» **Passage**:
= = = = =

At the upcoming Dubai World Congress for Self-Driving Transport 2025, Tensor is set to debut the world’s first personally owned Level 4 autonomous vehicle, the Tensor Robocar. This groundbreaking vehicle, designed from the ground up for autonomy and privacy, represents a major leap in personal mobility, combining advanced AI, industry-leading safety, and innovative features to empower individual ownership in a way no other autonomous car has before. Customer deliveries are projected in H2 2026.
The debut of Tensor Robocar in Dubai:
Tensor, a Silicon Valley-based AI company, is introducing its Robocar publicly in the Middle East for the first time at the Dubai World Congress for Self-Driving Transport, held on September 24–25, 2025, at the Dubai World Trade Centre. The event, organized by the Roads & Transport Authority (RTA) – Government of Dubai, expects over 3,000 attendees and more than 85 speakers focused on AI-powered mobility, smart infrastructure, safety and sustainable transport. For Tensor this is strategic and symbolic. The company calls the Robocar a category-defining product and says the Dubai showcase marks a defining milestone in its mission to “transform transportation.” As Amy Luca, Tensor’s Chief Marketing Officer, puts it: “When the world shifts, how will you move? … This isn’t a concept—it is the world’s first real personal Robocar. It’s time to Own Your Autonomy.”
What the Tensor Robocar actually is
Tensor is not a converted EV: it is engineered from the ground up for autonomy. The design and systems were built on “a decade of proprietary engineering” and native support for autonomy rather than being an add-on. Customer deliveries are expected in the second half of 2026, with Dubai positioned at the forefront of this new mobility era.Key hardware and architecture highlights:
- Sensors: Over 100 seamlessly integrated sensors, including 37 cameras, 5 lidars, and 11 radars to deliver uncompromised visibility.

= = = = =

» **Record set**:

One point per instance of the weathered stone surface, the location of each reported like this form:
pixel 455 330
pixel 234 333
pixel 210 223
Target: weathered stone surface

= = = = =

» **Task prompt**: Please reproduce, word for word, the part of the Tensor Robocar article above that opens with the words containing "What the Tensor" and closes with "deliver uncompromised visibility.".

» **Response to the task**:
What the Tensor Robocar actually is
Tensor is not a converted EV: it is engineered from the ground up for autonomy. The design and systems were built on “a decade of proprietary engineering” and native support for autonomy rather than being an add-on. Customer deliveries are expected in the second half of 2026, with Dubai positioned at the forefront of this new mobility era.Key hardware and architecture highlights:
- Sensors: Over 100 seamlessly integrated sensors, including 37 cameras, 5 lidars, and 11 radars to deliver uncompromised visibility.